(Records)

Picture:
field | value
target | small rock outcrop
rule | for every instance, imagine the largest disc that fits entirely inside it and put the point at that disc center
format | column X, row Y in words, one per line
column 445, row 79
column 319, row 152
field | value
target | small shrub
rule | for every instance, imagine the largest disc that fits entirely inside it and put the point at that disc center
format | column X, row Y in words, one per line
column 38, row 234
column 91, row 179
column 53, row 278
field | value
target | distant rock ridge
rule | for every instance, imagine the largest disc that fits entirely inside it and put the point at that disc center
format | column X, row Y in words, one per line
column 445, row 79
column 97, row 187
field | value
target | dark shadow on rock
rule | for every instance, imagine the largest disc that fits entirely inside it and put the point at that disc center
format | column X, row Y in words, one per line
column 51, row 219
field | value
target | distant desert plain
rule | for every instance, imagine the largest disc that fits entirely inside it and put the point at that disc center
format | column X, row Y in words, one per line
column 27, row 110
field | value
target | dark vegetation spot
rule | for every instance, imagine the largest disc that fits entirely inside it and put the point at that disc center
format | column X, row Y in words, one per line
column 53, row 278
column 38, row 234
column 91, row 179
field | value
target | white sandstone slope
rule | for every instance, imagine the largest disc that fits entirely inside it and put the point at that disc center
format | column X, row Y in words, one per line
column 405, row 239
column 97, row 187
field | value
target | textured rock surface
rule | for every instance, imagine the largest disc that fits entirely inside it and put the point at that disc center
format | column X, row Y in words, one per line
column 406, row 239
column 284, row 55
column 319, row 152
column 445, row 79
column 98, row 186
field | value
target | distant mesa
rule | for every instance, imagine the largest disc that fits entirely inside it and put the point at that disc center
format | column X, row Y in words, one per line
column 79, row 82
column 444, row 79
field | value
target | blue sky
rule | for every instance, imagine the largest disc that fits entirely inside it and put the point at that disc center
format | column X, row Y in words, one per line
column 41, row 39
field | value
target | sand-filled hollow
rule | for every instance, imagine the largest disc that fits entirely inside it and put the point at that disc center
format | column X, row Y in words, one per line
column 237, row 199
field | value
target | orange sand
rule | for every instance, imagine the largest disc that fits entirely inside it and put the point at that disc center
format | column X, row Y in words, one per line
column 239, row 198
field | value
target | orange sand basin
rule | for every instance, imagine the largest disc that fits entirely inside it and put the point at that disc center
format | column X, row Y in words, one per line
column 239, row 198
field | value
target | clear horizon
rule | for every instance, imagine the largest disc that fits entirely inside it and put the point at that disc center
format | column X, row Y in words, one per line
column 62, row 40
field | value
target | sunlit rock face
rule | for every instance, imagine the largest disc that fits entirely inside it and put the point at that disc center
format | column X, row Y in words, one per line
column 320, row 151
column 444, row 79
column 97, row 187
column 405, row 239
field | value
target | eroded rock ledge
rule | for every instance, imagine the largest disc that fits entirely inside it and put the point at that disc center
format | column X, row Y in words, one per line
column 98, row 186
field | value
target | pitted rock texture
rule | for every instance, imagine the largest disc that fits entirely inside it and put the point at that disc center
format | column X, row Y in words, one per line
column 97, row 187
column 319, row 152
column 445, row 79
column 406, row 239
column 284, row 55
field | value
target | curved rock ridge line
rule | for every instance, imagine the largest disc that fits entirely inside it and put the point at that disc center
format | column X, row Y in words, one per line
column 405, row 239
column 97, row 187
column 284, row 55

### Exercise aim
Copy out the full material exactly as it appears.

### Correct response
Picture:
field | value
target | small rock outcrop
rule | for every instance, imagine the largest disc that fits entirely inside it and put the point at that disc center
format | column X, row Y in words, one per line
column 445, row 79
column 319, row 152
field | value
target | small shrub
rule | for every instance, imagine the largest disc that fits entirely inside it and put the point at that disc center
format | column X, row Y in words, one per line
column 38, row 234
column 91, row 179
column 53, row 278
field | value
target | distant rock ridge
rule | for every instance, imagine the largest disc that fits entirely inside it and put the point at that disc center
format | column X, row Y in words, one per line
column 445, row 79
column 97, row 187
field | value
target | dark shadow on rock
rule | for every instance, imagine the largest disc that fits entirely inside it and put the point at that disc center
format | column X, row Y in words, one per line
column 51, row 219
field | value
target | distant desert plain
rule | for every instance, imagine the largest disc that fits entirely inside it and put the point at that disc center
format | column X, row Y in words, one per line
column 27, row 110
field | value
target | dark vegetation spot
rule | for every instance, imagine the largest disc that fits entirely inside it and put the point at that disc center
format | column X, row Y in words, one per line
column 53, row 278
column 38, row 234
column 91, row 179
field | value
target | white sandstone slope
rule | for every instance, imagine the largest disc that fits entirely inside it and put the point at that disc center
format | column X, row Y in words, one per line
column 405, row 239
column 97, row 187
field | value
target | textured rock surface
rule | for every instance, imagine the largest disc that fits entirely inside it and put the point at that disc center
format | column X, row Y in words, one per line
column 406, row 239
column 284, row 55
column 319, row 152
column 445, row 79
column 98, row 186
field | value
target | distant mesa
rule | for every instance, imagine the largest disc that fits entirely inside it and put the point at that disc center
format | column X, row Y in words, one per line
column 79, row 82
column 444, row 79
field | value
target | blue sky
rule | for every instance, imagine the largest disc that fits entirely inside it and put the point at that disc center
format | column X, row Y in words, one per line
column 41, row 39
field | value
target | sand-filled hollow
rule | for every instance, imagine the largest disc that fits entirely inside it and put the point at that disc center
format | column X, row Y in words, one per line
column 237, row 199
field | value
target | orange sand
rule | for every instance, imagine the largest disc that fits entirely inside it and put the point at that disc center
format | column X, row Y in words, one per line
column 239, row 198
field | value
target | orange sand basin
rule | for every instance, imagine the largest disc that fits entirely inside it and put the point at that disc center
format | column X, row Y in words, one per line
column 239, row 198
field | value
target | clear horizon
rule | for every instance, imagine the largest disc that fits entirely inside it and put the point at that disc center
format | column X, row Y in words, one per line
column 62, row 40
field | value
target | sunlit rock face
rule | for every instance, imagine the largest disc that fits entirely inside it and put the point at that disc center
format | column X, row Y in words, one per line
column 320, row 151
column 444, row 79
column 97, row 187
column 405, row 239
field | value
target | eroded rock ledge
rule | for every instance, imagine the largest disc that fits entirely inside it and put the point at that disc center
format | column X, row Y in words, one per line
column 98, row 186
field | value
target | pitted rock texture
rule | for every instance, imagine the largest disc that fits entirely inside it and put the point at that disc center
format | column X, row Y in words, one per line
column 97, row 187
column 319, row 152
column 445, row 79
column 406, row 239
column 284, row 55
field | value
target | curved rock ridge line
rule | for every instance, imagine the largest disc that fits entirely inside it and put the point at that disc center
format | column X, row Y in words, one per line
column 405, row 239
column 97, row 187
column 284, row 55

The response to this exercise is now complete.